### YOUR OBJECTIVE:
Format every line of the records below as a JSON list of strings, one string per line, skipping blank lines. Leave the pictures out of the list.

--- Start ENTRIES SUPPLIED ---

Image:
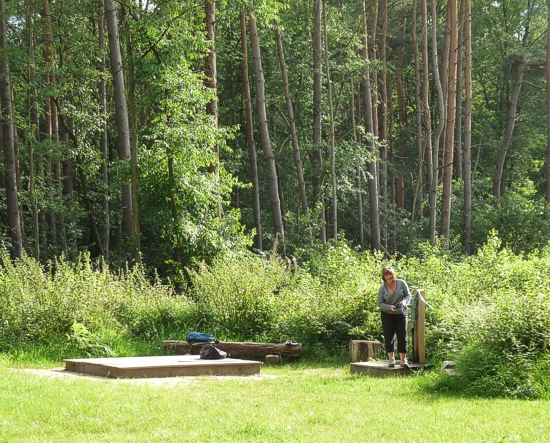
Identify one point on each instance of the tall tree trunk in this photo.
(47, 55)
(211, 73)
(382, 126)
(467, 160)
(105, 229)
(10, 174)
(548, 106)
(371, 146)
(134, 132)
(332, 136)
(450, 120)
(32, 139)
(123, 127)
(374, 83)
(498, 185)
(402, 119)
(439, 130)
(458, 126)
(292, 124)
(316, 154)
(250, 137)
(418, 195)
(269, 158)
(425, 97)
(359, 172)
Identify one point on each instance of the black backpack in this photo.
(212, 353)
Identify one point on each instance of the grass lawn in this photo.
(302, 402)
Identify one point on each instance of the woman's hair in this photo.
(388, 270)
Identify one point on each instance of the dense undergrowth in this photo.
(489, 312)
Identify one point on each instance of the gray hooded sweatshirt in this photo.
(387, 299)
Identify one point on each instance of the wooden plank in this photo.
(380, 368)
(161, 366)
(419, 336)
(238, 349)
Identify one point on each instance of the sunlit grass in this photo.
(299, 402)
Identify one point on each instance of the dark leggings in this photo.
(392, 324)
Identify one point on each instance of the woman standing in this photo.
(393, 298)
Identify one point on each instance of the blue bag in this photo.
(199, 337)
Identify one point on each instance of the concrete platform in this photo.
(161, 366)
(380, 368)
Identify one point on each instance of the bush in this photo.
(39, 306)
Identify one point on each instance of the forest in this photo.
(166, 132)
(247, 169)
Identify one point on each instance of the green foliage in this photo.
(87, 343)
(83, 305)
(489, 312)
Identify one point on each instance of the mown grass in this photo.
(300, 402)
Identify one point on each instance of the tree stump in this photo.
(363, 350)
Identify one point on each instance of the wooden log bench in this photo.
(238, 349)
(363, 350)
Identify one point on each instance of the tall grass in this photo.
(489, 312)
(292, 403)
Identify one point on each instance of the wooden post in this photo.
(363, 350)
(419, 330)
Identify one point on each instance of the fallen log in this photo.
(237, 349)
(363, 350)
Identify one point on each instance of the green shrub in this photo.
(39, 306)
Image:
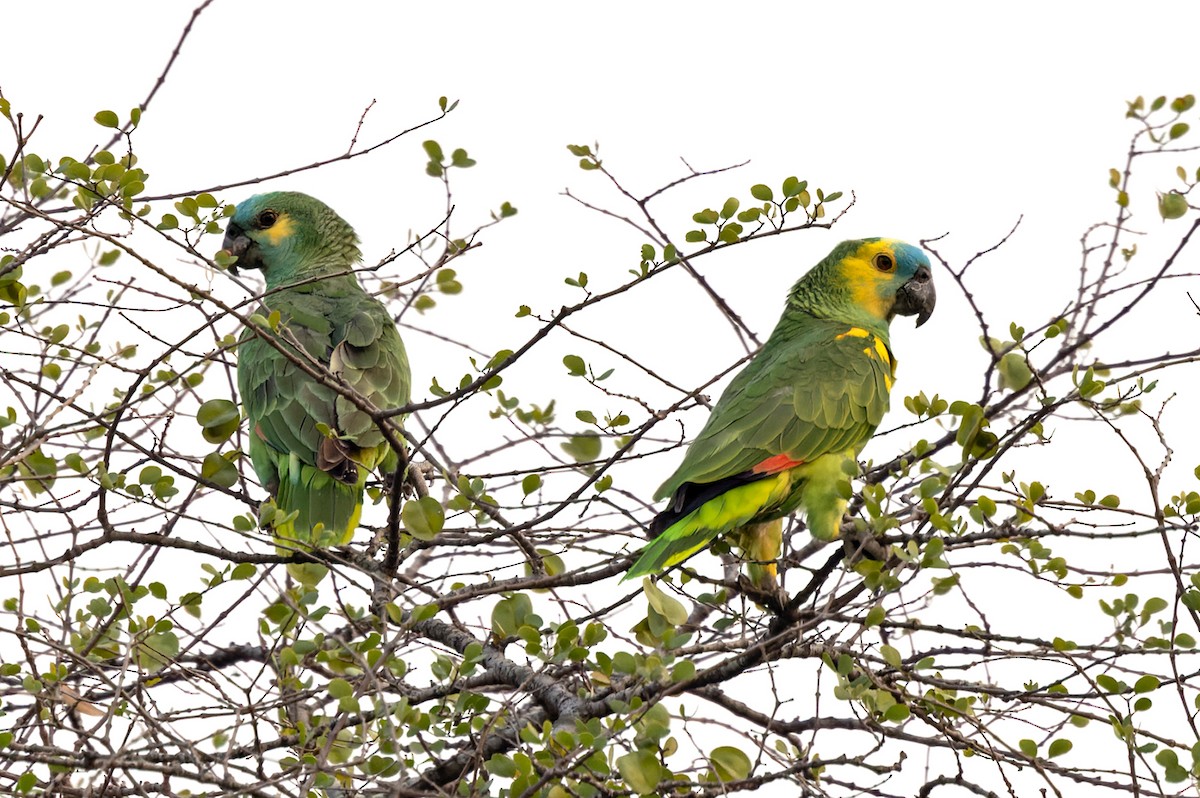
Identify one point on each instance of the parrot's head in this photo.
(288, 234)
(873, 280)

--- End ENTRIES SUPPLIED ---

### WRITTEN SOLUTION:
[
  "Image:",
  "Identify one point on each instance of the tall tree trunk in this photo.",
  "(47, 55)",
  "(211, 73)",
  "(382, 126)",
  "(467, 160)",
  "(105, 229)",
  "(10, 174)",
  "(548, 106)",
  "(371, 146)",
  "(134, 132)",
  "(332, 136)",
  "(450, 120)",
  "(32, 139)",
  "(123, 127)",
  "(374, 83)",
  "(498, 185)",
  "(402, 119)",
  "(439, 130)",
  "(458, 126)",
  "(292, 124)",
  "(316, 154)",
  "(250, 137)",
  "(418, 195)",
  "(269, 158)",
  "(425, 97)",
  "(359, 172)",
  "Identify one point on each instance of the black backpack in this photo.",
  "(212, 353)",
  "Identify one point on each instance of the grass lawn in this photo.",
  "(302, 402)",
  "Identify one point on each instance of the woman's hair in this photo.",
  "(388, 270)",
  "Identify one point on each instance of the dense undergrowth in this photo.",
  "(489, 312)",
  "Identify one point on each instance of the gray hooded sweatshirt in this photo.",
  "(387, 299)",
  "Identify one point on each instance of the wooden plank in this photo.",
  "(380, 368)",
  "(161, 366)",
  "(419, 336)",
  "(238, 349)",
  "Identify one point on each instance of the sunlit grass in this photo.",
  "(299, 402)",
  "Identify one point on each instance of the dark leggings in this photo.",
  "(392, 324)",
  "Identify one point on each instance of the woman standing in this photo.",
  "(393, 298)",
  "Identify one point on each instance of the blue bag in this photo.",
  "(199, 337)",
  "Identify one point on each instance of the concrete platform in this photo.",
  "(161, 366)",
  "(380, 368)",
  "Identify one point on each instance of the bush in this photo.",
  "(39, 306)",
  "Identify one point on each instance of the forest in this photo.",
  "(166, 132)",
  "(247, 169)",
  "Identify one point on each instance of the green foliage in this photo.",
  "(87, 343)",
  "(83, 305)",
  "(489, 312)",
  "Identify one point on each instance of the mown grass in this photo.",
  "(300, 402)",
  "Identify one point on each instance of the tree stump in this photo.",
  "(363, 350)",
  "Identify one point on each instance of the wooden log bench in this photo.",
  "(238, 349)",
  "(363, 350)",
  "Identify one point on each instance of the tall grass in this photo.",
  "(489, 312)",
  "(292, 403)",
  "Identify one point on each instance of the wooden post in this photo.",
  "(363, 350)",
  "(419, 330)",
  "Identify one point on each instance of the fallen log in this photo.",
  "(237, 349)",
  "(363, 350)",
  "Identify one point on each instance of the green shrub in this photo.",
  "(39, 306)",
  "Image:",
  "Identify one point on each instance of the parrot's head in this photo.",
  "(288, 234)",
  "(873, 280)"
]